■ Document:
==*==
Describes a history of the role of African American women as a significant force in the suffrage movement and their efforts to be accepted as equal partners by their fellow activists. - (Baker & Taylor)

For African American women, the fight for the right to vote was only one battle.

This Coretta Scott King Author Honor book tells the important, overlooked story of black women as a force in the suffrage movement--when fellow suffragists did not accept them as equal partners in the struggle.

Susan B. Anthony. Elizabeth Cady Stanton. Alice Paul. The Women's Rights Convention at Seneca Falls. The 1913 Women's March in D.C. When the epic story of the suffrage movement in the United States is told, the most familiar leaders, speakers at meetings, and participants in marches written about or pictured are generally white.

That's not the real story.

Women of color, especially African American women, were fighting for their right to vote and to be treated as full, equal citizens of the United States. Their battlefront wasn't just about gender. African American women had to deal with white abolitionist-suffragists who drew the line at sharing power with their black sisters. They had to overcome deep, exclusionary racial prejudices that were rife in the American suffrage movement. And they had to maintain their dignity--and safety--in a society that tried to keep them in its bottom ranks.
==*==
■ Directives:
1 – In the records, format the part that opens with the line containing "Can you find the thin" and closes with the line containing "[[104, 103]]" as a JSON list of strings, one string per line, with blank lines left out.
2 – Resume the description of the book on African American women in the suffrage movement, continuing after its last sentence.

Collection entries:
==*==
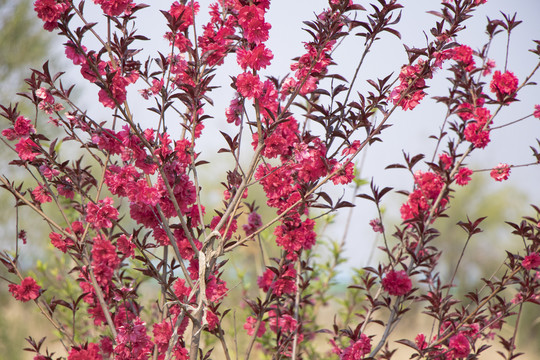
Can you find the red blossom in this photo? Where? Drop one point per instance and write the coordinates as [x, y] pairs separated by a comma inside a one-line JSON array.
[[26, 291], [250, 324], [358, 349], [397, 283], [459, 345], [376, 225], [50, 11], [536, 112], [116, 93], [132, 342], [463, 54], [249, 85], [254, 223], [101, 214], [500, 172], [212, 320], [531, 261], [463, 176], [91, 352], [26, 149], [115, 7], [41, 194], [503, 85]]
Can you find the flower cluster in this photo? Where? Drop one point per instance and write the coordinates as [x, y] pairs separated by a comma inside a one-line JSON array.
[[26, 291]]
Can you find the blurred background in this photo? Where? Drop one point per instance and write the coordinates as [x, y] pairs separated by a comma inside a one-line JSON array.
[[25, 44]]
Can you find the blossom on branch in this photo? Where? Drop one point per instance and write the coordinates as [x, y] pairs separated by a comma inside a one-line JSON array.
[[26, 291]]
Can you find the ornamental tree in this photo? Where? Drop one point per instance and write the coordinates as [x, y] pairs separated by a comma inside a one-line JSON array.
[[131, 211]]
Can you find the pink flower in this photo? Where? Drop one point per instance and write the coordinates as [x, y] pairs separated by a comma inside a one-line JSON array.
[[250, 326], [117, 90], [50, 11], [345, 174], [463, 54], [358, 349], [212, 320], [376, 225], [536, 112], [23, 127], [463, 176], [90, 353], [59, 242], [500, 172], [420, 341], [503, 84], [254, 223], [162, 334], [459, 345], [257, 58], [74, 54], [249, 85], [28, 290], [101, 214], [490, 64], [125, 245], [445, 160], [41, 195], [132, 342], [25, 148], [114, 7], [531, 261], [397, 283]]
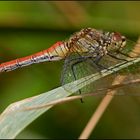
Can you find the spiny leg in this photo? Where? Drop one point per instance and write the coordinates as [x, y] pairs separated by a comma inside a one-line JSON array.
[[113, 56], [73, 71]]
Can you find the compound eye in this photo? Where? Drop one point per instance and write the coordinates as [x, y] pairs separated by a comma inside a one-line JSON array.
[[123, 39]]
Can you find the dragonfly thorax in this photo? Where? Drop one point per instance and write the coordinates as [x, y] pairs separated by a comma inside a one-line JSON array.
[[117, 42]]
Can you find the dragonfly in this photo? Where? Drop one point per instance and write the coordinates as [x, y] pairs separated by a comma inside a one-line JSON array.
[[88, 46]]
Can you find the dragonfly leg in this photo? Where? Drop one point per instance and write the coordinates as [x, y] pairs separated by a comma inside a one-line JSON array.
[[127, 55], [73, 71], [113, 56]]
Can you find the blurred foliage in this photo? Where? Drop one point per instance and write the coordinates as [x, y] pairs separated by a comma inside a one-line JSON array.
[[30, 26]]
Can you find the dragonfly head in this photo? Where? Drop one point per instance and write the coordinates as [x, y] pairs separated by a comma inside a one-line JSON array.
[[118, 42]]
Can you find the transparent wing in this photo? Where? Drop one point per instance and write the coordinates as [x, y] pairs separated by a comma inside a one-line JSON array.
[[75, 67]]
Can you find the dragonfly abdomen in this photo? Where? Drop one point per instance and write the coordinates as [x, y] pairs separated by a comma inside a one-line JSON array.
[[54, 53]]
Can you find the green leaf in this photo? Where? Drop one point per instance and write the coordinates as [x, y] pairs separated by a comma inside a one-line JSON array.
[[15, 118]]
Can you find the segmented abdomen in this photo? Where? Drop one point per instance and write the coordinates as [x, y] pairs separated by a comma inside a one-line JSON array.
[[54, 53]]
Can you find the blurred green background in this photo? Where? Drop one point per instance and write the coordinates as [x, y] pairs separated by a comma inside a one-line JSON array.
[[27, 27]]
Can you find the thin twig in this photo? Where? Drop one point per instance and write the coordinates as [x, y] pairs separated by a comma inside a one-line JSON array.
[[104, 103]]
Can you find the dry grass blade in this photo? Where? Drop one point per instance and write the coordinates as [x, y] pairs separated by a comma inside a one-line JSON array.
[[105, 101]]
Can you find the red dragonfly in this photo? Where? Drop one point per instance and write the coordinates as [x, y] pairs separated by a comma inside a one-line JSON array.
[[88, 43], [82, 53]]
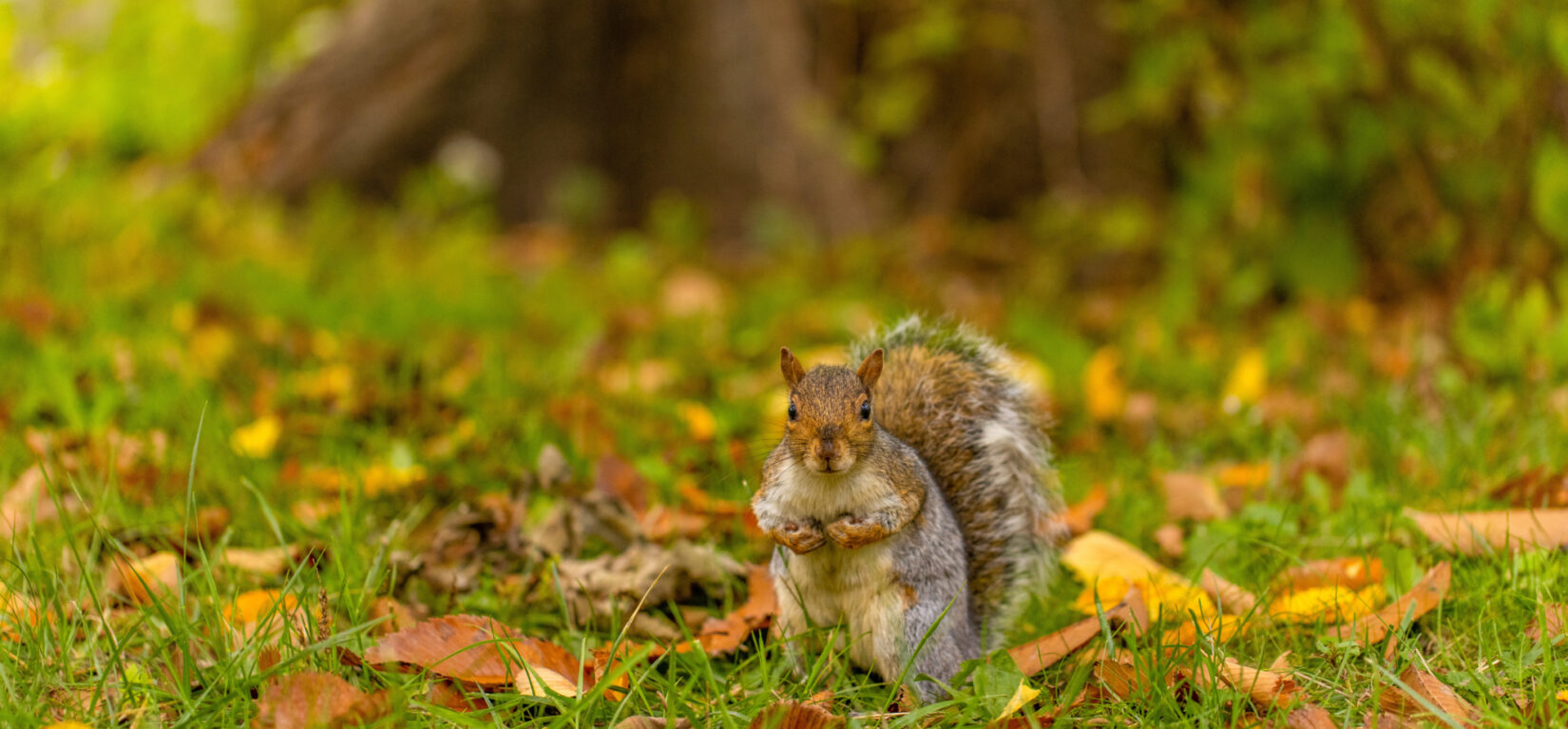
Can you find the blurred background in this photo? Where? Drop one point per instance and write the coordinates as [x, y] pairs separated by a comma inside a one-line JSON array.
[[416, 241]]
==*==
■ Task-by-task answers:
1 –
[
  "Can you find the thin twig in this photo? Where? Drop one point per instance and write the coordinates as [x, y] pairs separated by a comma inside a one-line JSON array.",
  "[[104, 103]]"
]

2 –
Lifting as We Climb is the empowering story of African American women who refused to accept all this. Women in black church groups, black female sororities, black women's improvement societies and social clubs. Women who formed their own black suffrage associations when white-dominated national suffrage groups rejected them. Women like Mary Church Terrell, a founder of the National Association of Colored Women and of the NAACP; or educator-activist Anna Julia Cooper who championed women getting the vote and a college education; or the crusading journalist Ida B. Wells, a leader in both the suffrage and anti-lynching movements.

Author Evette Dionne, a feminist culture writer and the editor-in-chief of Bitch Media, has uncovered an extraordinary and underrepresented history of black women. In her powerful book, she draws an important historical line from abolition to suffrage to civil rights to contemporary young activists--filling in the blanks of the American suffrage story.

"Dionne provides a detailed and comprehensive look at the overlooked roles African American women played in the efforts to end slavery and then to secure the right to vote for women." --Kirkus Reviews, starred review - (Penguin Putnam)

Author Biography

Evette Dionne is a black feminist writer and the editor-in-chief of Bitch Media. Her writings about race, gender, and culture have appeared in Teen Vogue, Refinery29, Bustle, Self, The Guardian, and The New York Times, among other publications. Before becoming a writer and editor, Dionne taught eighth graders about social justice and tenth graders about world literature. Visit her at www.evettedionne.com. - (Penguin Putnam)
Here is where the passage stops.